Requirements ::
Show every line of the records that contains the string "police".

# start of Available records

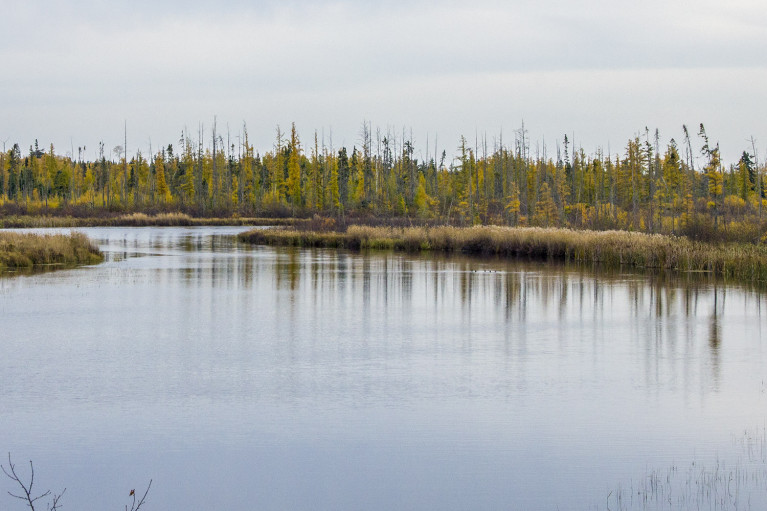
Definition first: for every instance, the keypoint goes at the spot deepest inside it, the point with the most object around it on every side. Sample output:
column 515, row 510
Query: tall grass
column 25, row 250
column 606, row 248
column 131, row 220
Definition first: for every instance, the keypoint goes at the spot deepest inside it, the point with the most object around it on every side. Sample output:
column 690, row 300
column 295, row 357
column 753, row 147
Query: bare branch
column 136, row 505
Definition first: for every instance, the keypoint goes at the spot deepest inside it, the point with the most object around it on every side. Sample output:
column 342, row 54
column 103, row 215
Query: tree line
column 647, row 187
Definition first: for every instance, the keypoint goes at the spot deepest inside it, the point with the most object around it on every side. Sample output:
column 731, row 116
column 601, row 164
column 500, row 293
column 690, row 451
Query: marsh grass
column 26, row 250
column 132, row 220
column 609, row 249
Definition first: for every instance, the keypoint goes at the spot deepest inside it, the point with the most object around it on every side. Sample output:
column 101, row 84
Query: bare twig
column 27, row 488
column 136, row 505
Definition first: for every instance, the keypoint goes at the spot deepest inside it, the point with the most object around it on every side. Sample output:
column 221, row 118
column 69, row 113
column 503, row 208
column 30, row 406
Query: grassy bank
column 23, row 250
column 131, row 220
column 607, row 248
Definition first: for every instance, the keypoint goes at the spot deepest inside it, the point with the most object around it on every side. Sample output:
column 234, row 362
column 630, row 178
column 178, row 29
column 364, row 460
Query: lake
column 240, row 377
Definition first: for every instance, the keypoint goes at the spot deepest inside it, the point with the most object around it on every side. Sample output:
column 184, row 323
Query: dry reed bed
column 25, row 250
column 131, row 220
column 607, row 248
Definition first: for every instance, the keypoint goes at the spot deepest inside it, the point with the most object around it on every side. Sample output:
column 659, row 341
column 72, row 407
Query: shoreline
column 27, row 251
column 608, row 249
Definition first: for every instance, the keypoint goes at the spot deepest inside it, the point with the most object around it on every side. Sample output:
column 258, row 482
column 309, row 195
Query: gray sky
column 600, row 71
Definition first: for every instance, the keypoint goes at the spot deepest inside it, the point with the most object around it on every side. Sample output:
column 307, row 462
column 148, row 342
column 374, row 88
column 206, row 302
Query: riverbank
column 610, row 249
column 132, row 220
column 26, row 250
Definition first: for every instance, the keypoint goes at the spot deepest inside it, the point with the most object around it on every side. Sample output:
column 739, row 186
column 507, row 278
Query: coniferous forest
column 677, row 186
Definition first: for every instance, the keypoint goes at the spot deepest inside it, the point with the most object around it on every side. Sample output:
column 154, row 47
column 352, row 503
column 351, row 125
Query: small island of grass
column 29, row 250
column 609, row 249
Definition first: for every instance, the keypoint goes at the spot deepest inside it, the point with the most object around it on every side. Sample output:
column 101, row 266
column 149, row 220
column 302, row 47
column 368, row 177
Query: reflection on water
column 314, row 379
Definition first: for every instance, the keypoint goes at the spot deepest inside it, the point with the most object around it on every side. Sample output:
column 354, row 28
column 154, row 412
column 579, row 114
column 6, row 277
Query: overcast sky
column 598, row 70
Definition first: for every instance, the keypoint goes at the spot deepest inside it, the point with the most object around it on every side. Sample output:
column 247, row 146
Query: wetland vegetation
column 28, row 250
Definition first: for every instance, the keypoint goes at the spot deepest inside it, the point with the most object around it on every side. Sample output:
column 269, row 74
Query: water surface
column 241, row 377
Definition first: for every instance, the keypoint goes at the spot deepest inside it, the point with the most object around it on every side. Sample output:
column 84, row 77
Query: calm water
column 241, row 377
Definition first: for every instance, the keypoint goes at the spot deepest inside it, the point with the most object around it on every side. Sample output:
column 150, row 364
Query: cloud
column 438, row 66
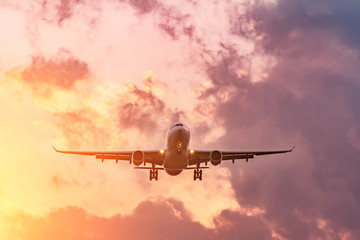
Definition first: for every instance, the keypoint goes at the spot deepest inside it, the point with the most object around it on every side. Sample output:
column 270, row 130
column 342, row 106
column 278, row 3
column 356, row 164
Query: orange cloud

# end of Available records
# start of Available records

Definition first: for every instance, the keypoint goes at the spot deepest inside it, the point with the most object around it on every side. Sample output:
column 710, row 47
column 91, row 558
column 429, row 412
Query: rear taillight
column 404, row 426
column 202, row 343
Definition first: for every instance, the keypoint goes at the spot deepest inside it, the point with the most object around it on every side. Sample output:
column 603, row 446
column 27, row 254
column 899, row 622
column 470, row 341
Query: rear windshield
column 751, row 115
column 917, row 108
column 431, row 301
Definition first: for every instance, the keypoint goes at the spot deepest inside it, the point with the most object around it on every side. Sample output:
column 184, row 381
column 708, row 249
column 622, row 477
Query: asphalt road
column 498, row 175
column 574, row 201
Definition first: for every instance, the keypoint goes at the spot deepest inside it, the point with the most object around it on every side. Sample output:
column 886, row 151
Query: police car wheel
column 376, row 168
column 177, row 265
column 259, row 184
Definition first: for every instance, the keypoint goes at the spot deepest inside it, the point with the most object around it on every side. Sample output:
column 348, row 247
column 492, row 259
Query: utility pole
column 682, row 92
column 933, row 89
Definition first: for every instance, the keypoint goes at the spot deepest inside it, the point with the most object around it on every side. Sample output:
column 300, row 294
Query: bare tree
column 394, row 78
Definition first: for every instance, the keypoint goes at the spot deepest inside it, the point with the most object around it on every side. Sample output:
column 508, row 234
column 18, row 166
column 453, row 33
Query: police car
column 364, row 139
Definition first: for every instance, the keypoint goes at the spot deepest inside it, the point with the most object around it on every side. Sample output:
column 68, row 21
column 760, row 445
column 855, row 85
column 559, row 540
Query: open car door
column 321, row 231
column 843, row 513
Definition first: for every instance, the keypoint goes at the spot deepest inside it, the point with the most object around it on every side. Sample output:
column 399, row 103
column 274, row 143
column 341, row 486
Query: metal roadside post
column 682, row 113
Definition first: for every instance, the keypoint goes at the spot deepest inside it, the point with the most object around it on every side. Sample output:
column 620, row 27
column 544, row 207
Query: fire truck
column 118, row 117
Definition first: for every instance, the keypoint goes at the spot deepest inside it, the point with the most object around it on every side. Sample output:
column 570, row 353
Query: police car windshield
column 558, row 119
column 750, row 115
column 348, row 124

# end of Available records

Correct result ::
Query: police car wheel
Query: police car
Query: police car windshield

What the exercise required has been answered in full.